[Start of Material to process]

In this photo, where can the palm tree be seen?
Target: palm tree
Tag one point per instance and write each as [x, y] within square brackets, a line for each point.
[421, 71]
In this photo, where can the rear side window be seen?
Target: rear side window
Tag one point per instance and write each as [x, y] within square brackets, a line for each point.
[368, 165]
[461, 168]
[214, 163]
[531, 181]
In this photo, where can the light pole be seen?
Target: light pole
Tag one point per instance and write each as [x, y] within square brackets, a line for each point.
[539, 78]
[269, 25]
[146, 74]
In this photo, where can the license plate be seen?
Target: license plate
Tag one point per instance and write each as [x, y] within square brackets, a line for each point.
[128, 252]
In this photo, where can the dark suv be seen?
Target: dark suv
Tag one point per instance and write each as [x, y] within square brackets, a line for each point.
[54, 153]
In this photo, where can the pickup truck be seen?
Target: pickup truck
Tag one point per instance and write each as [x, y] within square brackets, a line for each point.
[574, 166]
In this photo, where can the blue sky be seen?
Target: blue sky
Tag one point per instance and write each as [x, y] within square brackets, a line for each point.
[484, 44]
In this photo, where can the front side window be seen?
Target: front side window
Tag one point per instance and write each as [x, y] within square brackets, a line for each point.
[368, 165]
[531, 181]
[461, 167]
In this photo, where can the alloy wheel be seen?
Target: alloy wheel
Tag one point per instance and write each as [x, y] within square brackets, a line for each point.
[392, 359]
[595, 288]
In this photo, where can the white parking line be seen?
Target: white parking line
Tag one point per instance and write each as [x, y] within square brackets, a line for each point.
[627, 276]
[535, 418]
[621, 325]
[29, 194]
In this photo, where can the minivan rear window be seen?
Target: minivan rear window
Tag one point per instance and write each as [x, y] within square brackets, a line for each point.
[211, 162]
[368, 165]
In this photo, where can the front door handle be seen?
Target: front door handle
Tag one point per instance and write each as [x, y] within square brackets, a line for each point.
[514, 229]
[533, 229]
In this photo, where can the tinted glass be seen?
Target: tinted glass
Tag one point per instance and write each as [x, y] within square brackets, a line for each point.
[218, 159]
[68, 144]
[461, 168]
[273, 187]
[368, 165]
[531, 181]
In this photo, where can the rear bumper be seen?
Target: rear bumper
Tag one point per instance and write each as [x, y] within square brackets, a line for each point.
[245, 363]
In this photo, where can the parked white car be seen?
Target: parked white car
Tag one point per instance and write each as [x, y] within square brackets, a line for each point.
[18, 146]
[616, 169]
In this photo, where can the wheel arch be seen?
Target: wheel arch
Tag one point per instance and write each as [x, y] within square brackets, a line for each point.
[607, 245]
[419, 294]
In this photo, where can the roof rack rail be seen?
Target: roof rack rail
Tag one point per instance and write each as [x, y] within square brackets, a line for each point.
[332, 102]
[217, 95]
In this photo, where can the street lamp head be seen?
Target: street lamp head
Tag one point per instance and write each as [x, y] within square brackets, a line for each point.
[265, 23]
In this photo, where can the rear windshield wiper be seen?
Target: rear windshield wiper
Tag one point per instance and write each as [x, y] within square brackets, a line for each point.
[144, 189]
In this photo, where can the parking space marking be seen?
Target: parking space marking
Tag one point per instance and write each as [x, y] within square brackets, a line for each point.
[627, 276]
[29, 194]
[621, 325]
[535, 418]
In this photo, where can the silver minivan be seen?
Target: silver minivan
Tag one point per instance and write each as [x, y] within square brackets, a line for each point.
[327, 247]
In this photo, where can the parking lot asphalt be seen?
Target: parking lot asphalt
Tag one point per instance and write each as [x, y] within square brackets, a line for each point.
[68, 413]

[End of Material to process]
[Start of Material to process]

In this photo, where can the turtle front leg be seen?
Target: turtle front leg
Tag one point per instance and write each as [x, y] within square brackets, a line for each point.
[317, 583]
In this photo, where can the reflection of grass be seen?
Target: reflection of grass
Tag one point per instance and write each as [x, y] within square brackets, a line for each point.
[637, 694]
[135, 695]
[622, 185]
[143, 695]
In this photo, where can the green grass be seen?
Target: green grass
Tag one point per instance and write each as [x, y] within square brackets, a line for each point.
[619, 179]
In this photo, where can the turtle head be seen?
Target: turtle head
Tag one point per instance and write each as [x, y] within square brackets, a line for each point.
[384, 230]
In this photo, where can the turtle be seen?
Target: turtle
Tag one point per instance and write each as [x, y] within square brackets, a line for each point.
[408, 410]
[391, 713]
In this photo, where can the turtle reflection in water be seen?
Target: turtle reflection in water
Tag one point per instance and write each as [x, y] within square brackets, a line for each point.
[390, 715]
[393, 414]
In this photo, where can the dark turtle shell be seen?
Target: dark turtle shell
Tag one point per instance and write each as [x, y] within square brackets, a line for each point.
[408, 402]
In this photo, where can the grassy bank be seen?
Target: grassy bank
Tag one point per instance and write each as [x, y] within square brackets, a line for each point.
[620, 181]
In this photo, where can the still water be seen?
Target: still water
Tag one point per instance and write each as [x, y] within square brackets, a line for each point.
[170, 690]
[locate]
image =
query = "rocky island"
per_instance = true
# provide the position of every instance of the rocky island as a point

[End of Material to process]
[Start of Material to process]

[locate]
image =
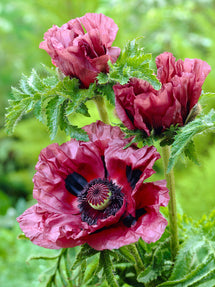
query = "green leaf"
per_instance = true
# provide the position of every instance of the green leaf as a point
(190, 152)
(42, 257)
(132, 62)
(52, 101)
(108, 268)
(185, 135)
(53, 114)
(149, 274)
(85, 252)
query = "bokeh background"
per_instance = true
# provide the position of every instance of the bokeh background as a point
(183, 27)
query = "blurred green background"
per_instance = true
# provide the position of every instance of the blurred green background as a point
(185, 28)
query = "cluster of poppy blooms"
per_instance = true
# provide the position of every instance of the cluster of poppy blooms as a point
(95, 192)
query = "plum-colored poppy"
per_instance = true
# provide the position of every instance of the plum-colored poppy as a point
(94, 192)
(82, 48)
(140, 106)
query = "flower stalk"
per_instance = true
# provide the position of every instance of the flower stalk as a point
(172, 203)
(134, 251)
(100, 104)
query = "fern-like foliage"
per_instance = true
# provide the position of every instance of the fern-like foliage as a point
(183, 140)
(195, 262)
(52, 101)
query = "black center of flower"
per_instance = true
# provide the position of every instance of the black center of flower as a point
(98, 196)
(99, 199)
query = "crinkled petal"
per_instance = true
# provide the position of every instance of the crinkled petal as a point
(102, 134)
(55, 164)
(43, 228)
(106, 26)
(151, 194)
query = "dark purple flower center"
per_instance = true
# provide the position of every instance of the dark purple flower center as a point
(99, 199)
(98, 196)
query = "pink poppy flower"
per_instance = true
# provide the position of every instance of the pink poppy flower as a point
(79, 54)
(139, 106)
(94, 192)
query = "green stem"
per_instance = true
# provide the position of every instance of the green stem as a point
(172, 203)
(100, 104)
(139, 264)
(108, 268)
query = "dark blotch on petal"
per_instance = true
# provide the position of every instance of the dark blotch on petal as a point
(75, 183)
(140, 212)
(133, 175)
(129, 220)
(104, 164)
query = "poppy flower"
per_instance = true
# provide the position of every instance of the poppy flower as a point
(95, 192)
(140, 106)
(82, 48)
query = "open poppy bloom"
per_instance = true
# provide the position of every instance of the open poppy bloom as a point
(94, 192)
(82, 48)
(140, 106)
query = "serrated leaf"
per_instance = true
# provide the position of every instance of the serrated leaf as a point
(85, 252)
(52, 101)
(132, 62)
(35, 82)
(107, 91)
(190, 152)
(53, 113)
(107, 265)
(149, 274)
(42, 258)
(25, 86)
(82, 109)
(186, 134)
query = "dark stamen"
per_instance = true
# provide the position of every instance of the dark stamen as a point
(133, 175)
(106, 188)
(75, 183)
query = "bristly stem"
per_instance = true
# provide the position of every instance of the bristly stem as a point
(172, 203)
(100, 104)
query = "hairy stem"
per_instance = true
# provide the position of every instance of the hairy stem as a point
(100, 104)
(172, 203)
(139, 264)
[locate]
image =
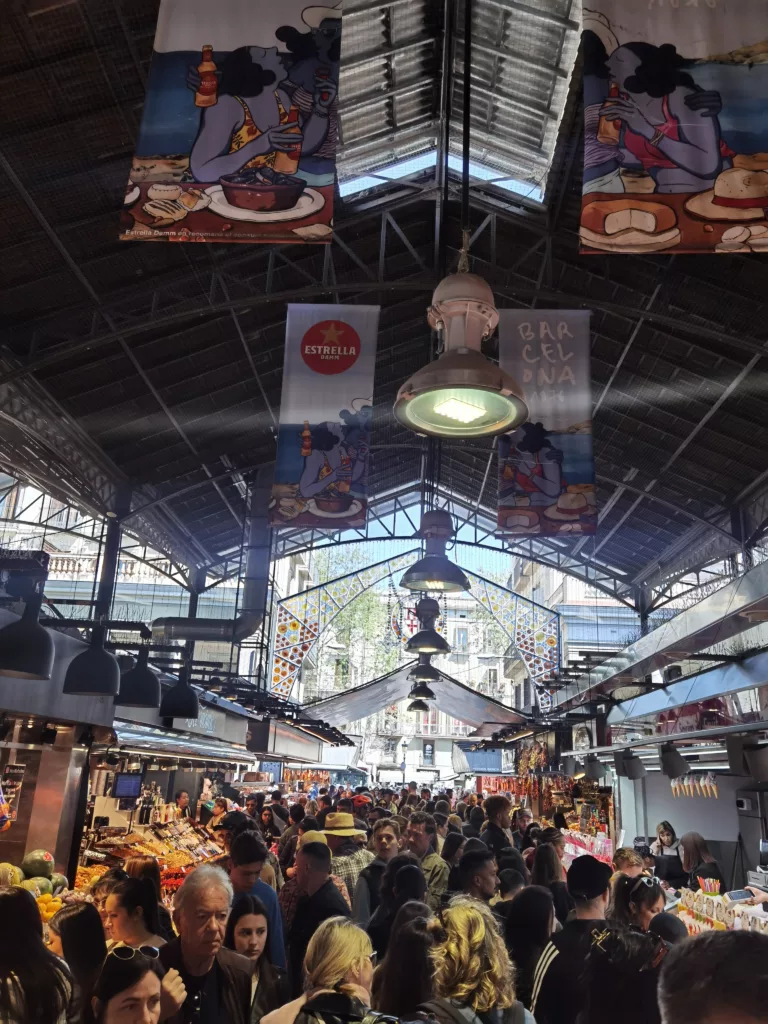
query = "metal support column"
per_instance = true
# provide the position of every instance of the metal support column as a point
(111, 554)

[End of Material to process]

→ Written exercise: Extract every line above that contains the string "bank". Matches are case-sensitive.

→ Correct result:
In this photo, where can the grassy bank be seen?
Target: grassy bank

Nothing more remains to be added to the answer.